Prompt: Every line of the records below from the line with "sign. Report pixel corners as JSON arrays." up to and including the line with "instance of white" must be reproduced exactly, and no line outside that range.

(Collected data)
>>>

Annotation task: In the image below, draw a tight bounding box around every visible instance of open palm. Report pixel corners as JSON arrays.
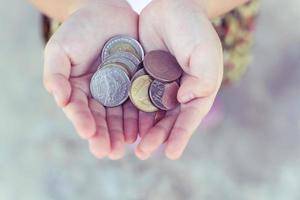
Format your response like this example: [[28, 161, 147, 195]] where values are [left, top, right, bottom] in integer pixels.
[[135, 0, 224, 160], [44, 1, 140, 160]]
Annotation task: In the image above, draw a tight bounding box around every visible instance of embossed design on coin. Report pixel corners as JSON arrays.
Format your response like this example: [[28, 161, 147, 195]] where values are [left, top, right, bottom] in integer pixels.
[[90, 67, 130, 107], [100, 63, 130, 77], [149, 80, 179, 111], [102, 57, 137, 77], [131, 69, 146, 81], [144, 50, 183, 82], [130, 75, 158, 113], [105, 52, 141, 67], [102, 35, 144, 62]]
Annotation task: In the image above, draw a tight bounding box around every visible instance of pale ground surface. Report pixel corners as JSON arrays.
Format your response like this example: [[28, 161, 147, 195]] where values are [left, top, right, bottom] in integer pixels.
[[0, 1, 300, 200]]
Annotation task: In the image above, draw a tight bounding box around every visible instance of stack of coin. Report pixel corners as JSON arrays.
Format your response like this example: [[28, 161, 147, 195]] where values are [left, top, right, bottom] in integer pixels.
[[130, 50, 183, 112], [90, 35, 144, 107], [90, 35, 183, 112]]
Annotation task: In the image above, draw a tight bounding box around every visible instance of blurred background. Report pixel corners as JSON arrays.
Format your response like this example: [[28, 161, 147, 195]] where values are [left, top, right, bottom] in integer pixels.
[[0, 0, 300, 199]]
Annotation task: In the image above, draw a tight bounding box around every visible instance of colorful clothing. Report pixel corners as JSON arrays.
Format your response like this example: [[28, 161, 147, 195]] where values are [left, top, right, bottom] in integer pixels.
[[42, 1, 259, 85]]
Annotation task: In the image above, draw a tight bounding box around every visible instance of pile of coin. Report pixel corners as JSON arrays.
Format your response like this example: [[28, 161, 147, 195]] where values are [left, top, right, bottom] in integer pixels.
[[90, 35, 183, 112]]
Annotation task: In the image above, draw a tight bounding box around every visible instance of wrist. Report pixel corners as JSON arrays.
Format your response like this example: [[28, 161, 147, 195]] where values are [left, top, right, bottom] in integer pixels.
[[64, 0, 131, 21]]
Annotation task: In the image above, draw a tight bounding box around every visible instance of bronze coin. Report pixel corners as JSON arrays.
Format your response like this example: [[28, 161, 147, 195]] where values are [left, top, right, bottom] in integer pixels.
[[149, 80, 179, 111], [143, 50, 183, 82]]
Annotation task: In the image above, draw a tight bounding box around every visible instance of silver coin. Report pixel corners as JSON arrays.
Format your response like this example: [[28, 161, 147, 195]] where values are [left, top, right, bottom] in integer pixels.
[[100, 63, 131, 77], [131, 68, 146, 81], [101, 35, 144, 62], [105, 52, 141, 67], [90, 67, 130, 107], [102, 57, 138, 77]]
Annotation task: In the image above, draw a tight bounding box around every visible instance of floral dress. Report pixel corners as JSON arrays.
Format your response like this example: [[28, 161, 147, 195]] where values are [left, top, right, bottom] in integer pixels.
[[41, 0, 259, 85]]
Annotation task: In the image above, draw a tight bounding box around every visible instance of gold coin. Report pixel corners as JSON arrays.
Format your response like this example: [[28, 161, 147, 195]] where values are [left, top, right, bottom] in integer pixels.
[[130, 75, 158, 113]]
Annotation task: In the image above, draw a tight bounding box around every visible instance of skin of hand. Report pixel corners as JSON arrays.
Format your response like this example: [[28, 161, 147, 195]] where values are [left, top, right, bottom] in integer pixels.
[[43, 0, 140, 160], [135, 0, 224, 160]]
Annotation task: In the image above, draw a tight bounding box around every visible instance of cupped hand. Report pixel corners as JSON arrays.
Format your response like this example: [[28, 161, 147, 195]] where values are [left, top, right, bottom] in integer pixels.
[[136, 0, 224, 160], [43, 0, 139, 160]]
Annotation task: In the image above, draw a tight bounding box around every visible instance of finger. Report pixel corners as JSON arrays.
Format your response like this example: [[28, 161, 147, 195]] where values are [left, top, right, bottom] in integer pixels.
[[155, 110, 166, 123], [139, 111, 156, 138], [63, 87, 96, 139], [176, 44, 223, 103], [165, 97, 214, 160], [177, 73, 220, 104], [176, 46, 222, 103], [88, 99, 111, 159], [123, 101, 139, 144], [107, 107, 125, 160], [44, 41, 71, 107], [136, 108, 179, 160]]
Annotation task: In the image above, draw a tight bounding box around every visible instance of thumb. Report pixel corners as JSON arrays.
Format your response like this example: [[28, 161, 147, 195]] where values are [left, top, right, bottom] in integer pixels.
[[177, 74, 218, 104], [43, 41, 72, 107], [176, 44, 223, 104]]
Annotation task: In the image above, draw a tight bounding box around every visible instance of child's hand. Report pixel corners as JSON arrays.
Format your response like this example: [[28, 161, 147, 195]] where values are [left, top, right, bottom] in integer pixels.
[[135, 0, 224, 160], [43, 1, 139, 160]]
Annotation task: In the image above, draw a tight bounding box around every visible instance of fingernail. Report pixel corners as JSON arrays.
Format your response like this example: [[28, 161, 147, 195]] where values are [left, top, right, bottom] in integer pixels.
[[179, 93, 194, 103], [136, 147, 150, 160]]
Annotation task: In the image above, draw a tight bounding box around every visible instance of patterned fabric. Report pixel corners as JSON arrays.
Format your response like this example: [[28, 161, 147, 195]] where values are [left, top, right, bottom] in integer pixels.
[[42, 0, 259, 85], [213, 0, 259, 84]]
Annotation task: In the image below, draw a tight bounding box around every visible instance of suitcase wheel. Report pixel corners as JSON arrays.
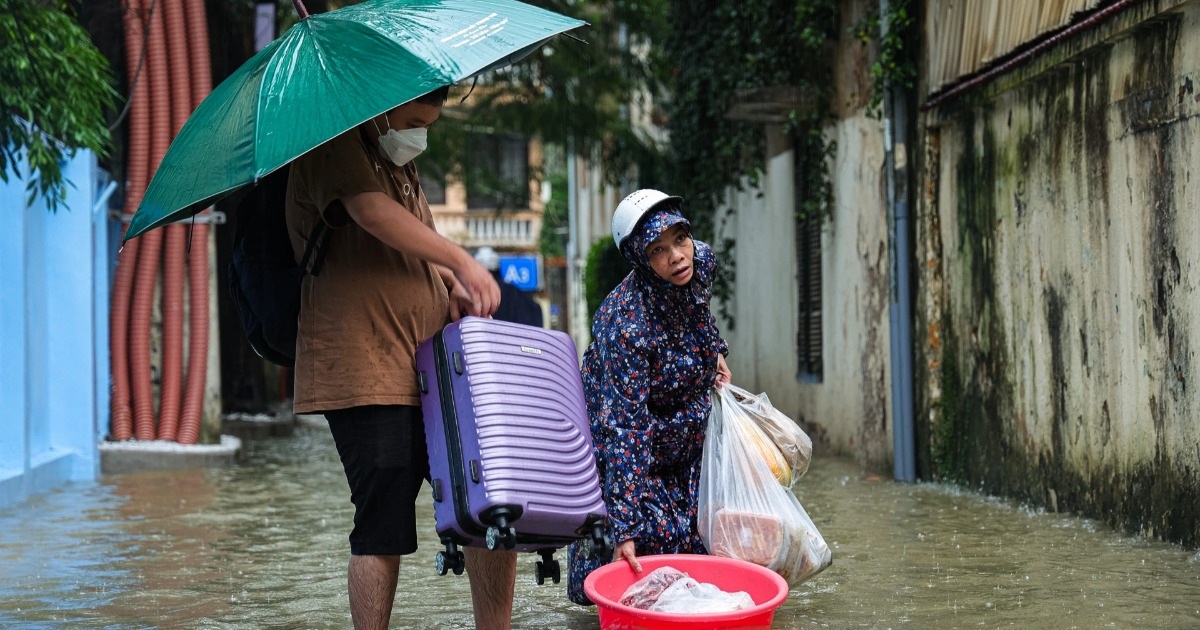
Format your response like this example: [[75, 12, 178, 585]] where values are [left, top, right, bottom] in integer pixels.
[[535, 550, 560, 585], [486, 525, 517, 551], [535, 560, 561, 585], [435, 550, 465, 576], [588, 520, 609, 559], [587, 524, 610, 560]]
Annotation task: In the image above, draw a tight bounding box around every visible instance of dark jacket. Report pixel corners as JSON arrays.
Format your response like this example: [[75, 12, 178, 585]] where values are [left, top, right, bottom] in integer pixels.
[[491, 270, 543, 327]]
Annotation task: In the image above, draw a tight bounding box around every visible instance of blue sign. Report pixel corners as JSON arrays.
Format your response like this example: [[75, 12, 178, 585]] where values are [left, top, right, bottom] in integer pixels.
[[498, 255, 540, 291]]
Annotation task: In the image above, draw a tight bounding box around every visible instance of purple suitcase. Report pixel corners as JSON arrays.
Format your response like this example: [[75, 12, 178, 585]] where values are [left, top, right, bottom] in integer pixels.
[[416, 317, 608, 583]]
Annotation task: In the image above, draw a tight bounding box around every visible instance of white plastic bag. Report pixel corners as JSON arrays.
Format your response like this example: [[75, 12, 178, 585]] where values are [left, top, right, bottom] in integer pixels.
[[698, 384, 832, 586], [723, 383, 813, 486], [650, 577, 755, 613]]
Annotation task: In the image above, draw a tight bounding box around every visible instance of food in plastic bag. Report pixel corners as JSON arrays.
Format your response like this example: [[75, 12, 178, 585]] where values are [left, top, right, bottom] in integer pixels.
[[745, 424, 793, 486], [618, 565, 754, 614], [775, 511, 829, 584], [708, 509, 785, 567], [725, 383, 813, 486], [698, 384, 832, 587], [619, 566, 688, 610]]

<<<

Completed exercise:
Annotation task: In the image above, draw a tight bounding box around every visible instance of blue sign. Report pixel corners as JSON arrays.
Format your response like this example: [[75, 12, 178, 585]] where values are [left, top, right, bottom] in integer pixels.
[[498, 255, 540, 291]]
Annotation task: In the image above, draw a tight bounding box around every visible instance of purple suitcase. Report pixel corners as JSON arrays.
Format your response like this example: [[75, 12, 178, 585]] where values are [left, top, right, bottom] in integer pixels.
[[416, 317, 608, 583]]
Annotation task: In the image above, draw a tight bounding box around every visible instance of white plastic bag. Report pixel corners as JSON arrays.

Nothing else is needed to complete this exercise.